- [Given text]
Stated briefly, then, our conception is, that the fertilised egg is composed of a number of entities, to which we have given the name “biological molecules,” because in certain respects their behaviour is not unlike that of chemical molecules.
The units which compose these molecules, being made up of protoplasm, are endowed with all the properties of life, including the inherent instability which characterises all living matter.
We suggest that the continuous or fluctuating variations that appear in the adult organism may be the result of individual differences in the biological “atoms” that compose the molecule.
Discontinuous variations, or mutations, on the other hand, may be the result of a rearrangement of the atoms within the biological molecule. Upon what causes this rearrangement it would not be very profitable to speculate in the present state of our knowledge. To do this would be to inquire into the cause of a re-grouping of entities of the existence of which we are not certain! For aught we know there may be an intracellular struggle for nourishment among the various molecules and among the atoms which compose the molecules. If one molecule enjoys any special advantage over the others the result may be an unusual degree of development of the resulting unit character; in other words, the result will be a variation in the organism. This variation may prove favourable or unfavourable to its possessor.

- [Problem A]
Decide whether each statement below agrees with the text on biological molecules. Answer yes or no for each, and quote the deciding words of the text.
(i) Mutations may arise from a rearrangement of the atoms within the biological molecule.
(ii) The cause of this rearrangement is identified as a struggle for nourishment among the molecules.
(iii) The units composing the molecules lack the instability found in living matter.
- [Problem B] Write the next part of the text on biological molecules, picking up after its final sentence.

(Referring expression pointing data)
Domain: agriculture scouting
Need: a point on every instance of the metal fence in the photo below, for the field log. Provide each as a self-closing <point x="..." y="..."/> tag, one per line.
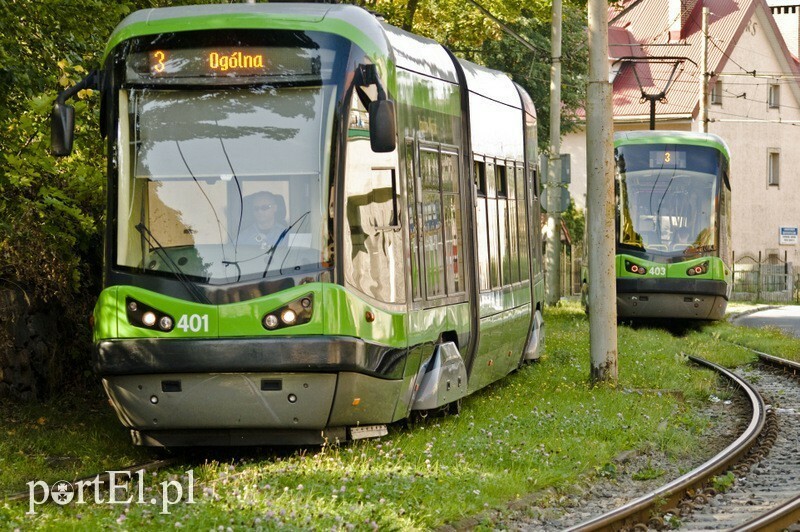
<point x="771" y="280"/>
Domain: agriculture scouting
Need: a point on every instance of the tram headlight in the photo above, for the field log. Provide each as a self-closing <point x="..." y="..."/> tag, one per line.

- [Your response A]
(i) Yes: "Discontinuous variations, or mutations, on the other hand, may be the result of a rearrangement of the atoms within the biological molecule."
(ii) No: "Upon what causes this rearrangement it would not be very profitable to speculate in the present state of our knowledge."
(iii) No: "being made up of protoplasm, are endowed with all the properties of life, including the inherent instability which characterises all living matter."

- [Your response B]
Struggle for Nourishment
Certain phenomena seem to point to a struggle for nourishment between the germinal and the somatic portions of the egg, between the parts from which the sexual cells of the resulting organism are produced and those which give rise to the body of the organism. Each molecule may strive, so to speak, to increase at the expense of the others. Thus, great size in an organism is likely to be produced at the expense of the germinal cell-forming molecules. In other words, great size in an organism would be incompatible with excessive fecundity. This is what we observe in nature. On the other hand, poor development of bodily tissue, as in the case of intestinal parasites, would be correlated with great fecundity. Some organisms are mere sacs full of eggs.
Success in the struggle for nourishment of one molecule might be shared by the other molecules near to it, hence the phenomena of correlation.
It is thus conceivable that, in a brood consisting of several individuals, a particular molecule or set of molecules in one of the individuals may receive more than its share of nourishment, and this will result in the organs of that individual which spring from the well-nourished molecules being exceptionally well developed. Thus arises the phenomenon of differences between the members of a litter or brood.
Natural selection will tend to eliminate those individuals in which the resulting variation is an unfavourable one. If the environment is such, as in the case of an internal parasite, that the production of germ cells is the most necessary function of the organism, then those individuals in which the germ-forming molecules increase at the expense of the body-forming ones will tend to be preserved. This would cause the phenomenon which biologists term degeneration. The nourishment of the various biological molecules may possibly depend on their relative positions in the egg. Those in a favourable position will then tend to develop at the expense of the others. This will result in variation along definite lines. Each succeeding generation will tend to an increased development of that particular organ to which the favourably-situated molecule gives rise. This process may continue, as in the case of the horns of the Irish elk, until the development of that particular organ becomes so excessive as to be positively injurious; then natural selection will step in and eliminate the species. But before this happens, something may cause a rearrangement of the biological molecules in the fertilised egg, and thus a mutation may arise, which, so to speak, strikes out a new line.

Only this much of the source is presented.